PASSAGE:
»»

# Pymatuning?



## GRW (Aug 31, 2006)

Anyone like to share any recent info? Heading to north end for a week on Friday but trailering boat able to launch anywhere. Thanks in advance.


----------



## brad crappie (Sep 29, 2015)

GRW said:


> Anyone like to share any recent info? Heading to north end for a week on Friday but trailering boat able to launch anywhere. Thanks in advance.


It's pymy go catch um bud! They are there


----------



## ICENUT (Apr 29, 2008)

Everyone is hammering them at pyma weve been getting limits


----------



## bdawg (Apr 14, 2009)

What techniques are you using? I'll be vacationing there in mid-july and never fished there before. Will be targeting walleye.


----------



## chaunc (Apr 11, 2004)

Seriously, every thing is working. Drifting harnesses in shallow to deep and trolling cranks too.


----------



## marshal45 (Mar 8, 2007)

Well I must really stink at fishing. Fished yesterday from 7-noon and today from 6:30-11:30 and aside from a dozen perch we only caught 6 walleye w only three keepers. Largest was 27” but not quite the action we had hoped for. Did not see one other boat net a fish. One guy at the dock had one eye but that was it. We trolled cranks all depths.


----------



## hailtothethief (Jan 18, 2017)

Some days are better than others. There’s been days i caught 20 one day and none the next. Dunno what happened may be fish ate too much day before and werent hungry.


----------



## Eyecrosser (Apr 10, 2016)

Bdawg check your pm.


----------



## stuckonshore (Jun 7, 2013)

««

STATED GOAL 1: In the listing, rewrite the stretch from the line containing "I bet you can find the background" through the line containing "[0, 49, 318, 202]", putting "seat" in place of "bench" and leaving everything else as it is.
The Pymatuning thread and the listing have nothing to do with each other.

INPUT FOR THIS TASK:
»»

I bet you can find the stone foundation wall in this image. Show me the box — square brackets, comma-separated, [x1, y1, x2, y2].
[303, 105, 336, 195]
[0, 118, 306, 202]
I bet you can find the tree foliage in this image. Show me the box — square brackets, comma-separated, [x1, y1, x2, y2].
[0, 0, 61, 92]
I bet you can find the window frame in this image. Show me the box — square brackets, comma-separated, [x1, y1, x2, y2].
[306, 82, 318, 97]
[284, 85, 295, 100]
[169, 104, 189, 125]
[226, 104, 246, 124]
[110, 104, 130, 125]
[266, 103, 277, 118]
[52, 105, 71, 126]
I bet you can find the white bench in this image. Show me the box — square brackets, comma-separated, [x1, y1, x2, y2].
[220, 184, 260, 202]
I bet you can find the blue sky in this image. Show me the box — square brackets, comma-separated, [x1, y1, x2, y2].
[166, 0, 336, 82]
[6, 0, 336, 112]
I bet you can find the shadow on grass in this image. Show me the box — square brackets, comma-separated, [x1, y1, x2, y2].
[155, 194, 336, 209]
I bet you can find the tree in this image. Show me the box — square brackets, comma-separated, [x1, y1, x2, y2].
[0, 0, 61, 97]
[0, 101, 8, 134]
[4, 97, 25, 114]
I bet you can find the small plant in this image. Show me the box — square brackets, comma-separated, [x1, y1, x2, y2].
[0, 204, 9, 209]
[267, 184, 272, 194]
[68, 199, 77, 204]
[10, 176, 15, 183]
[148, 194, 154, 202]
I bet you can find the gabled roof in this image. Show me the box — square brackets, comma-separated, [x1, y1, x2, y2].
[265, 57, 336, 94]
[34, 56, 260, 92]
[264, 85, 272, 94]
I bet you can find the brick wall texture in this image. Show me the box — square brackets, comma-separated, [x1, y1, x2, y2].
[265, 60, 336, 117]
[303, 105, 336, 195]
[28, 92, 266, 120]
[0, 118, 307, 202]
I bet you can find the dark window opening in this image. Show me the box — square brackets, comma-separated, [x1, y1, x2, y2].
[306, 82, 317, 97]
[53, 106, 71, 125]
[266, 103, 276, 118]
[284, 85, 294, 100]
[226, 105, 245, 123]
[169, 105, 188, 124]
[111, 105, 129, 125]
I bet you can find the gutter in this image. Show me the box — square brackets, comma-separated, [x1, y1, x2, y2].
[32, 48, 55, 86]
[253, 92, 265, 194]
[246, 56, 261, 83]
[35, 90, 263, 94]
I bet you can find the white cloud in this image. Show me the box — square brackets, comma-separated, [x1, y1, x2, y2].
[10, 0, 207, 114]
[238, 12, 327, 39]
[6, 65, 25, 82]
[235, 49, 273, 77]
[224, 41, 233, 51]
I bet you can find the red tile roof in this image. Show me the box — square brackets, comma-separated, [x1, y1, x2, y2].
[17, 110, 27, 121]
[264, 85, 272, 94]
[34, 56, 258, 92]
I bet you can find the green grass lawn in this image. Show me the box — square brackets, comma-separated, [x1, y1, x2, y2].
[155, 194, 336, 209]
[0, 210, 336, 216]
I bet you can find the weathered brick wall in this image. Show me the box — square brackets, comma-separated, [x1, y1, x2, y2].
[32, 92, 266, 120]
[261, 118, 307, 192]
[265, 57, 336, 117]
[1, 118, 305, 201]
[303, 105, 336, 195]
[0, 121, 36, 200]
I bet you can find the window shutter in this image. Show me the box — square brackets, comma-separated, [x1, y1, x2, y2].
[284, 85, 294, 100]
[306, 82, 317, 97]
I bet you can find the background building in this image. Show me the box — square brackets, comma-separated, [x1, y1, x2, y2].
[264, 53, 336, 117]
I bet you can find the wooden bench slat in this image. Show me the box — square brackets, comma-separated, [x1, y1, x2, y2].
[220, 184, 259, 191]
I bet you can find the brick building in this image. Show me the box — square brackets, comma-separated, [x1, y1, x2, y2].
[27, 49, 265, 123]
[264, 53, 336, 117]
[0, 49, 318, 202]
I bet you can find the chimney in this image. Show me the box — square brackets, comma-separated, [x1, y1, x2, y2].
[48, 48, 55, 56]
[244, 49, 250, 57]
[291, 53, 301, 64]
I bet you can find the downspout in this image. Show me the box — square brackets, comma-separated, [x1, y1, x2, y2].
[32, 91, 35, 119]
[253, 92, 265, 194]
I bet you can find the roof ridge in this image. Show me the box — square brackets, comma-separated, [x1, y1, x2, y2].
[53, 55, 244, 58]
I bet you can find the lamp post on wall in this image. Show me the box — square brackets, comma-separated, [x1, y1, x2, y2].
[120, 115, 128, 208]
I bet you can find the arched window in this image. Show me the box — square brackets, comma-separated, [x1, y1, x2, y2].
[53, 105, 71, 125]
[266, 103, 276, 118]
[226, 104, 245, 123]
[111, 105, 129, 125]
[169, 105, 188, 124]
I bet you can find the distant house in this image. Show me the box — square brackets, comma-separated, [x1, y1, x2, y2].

««

STATED GOAL 2: In the Pymatuning thread, how long was the largest walleye marshal45 caught?

WORKED SOLUTION 1:
I bet you can find the background building in this image. Show me the box — square brackets, comma-separated, [x1, y1, x2, y2].
[264, 53, 336, 117]
I bet you can find the wooden seat slat in this image. Show me the box — square brackets, comma-separated, [x1, y1, x2, y2].
[220, 184, 259, 191]
I bet you can find the brick building in this image. Show me the box — square brackets, comma-separated, [x1, y1, x2, y2].
[27, 49, 265, 123]
[264, 53, 336, 117]
[0, 49, 318, 202]

WORKED SOLUTION 2: 27”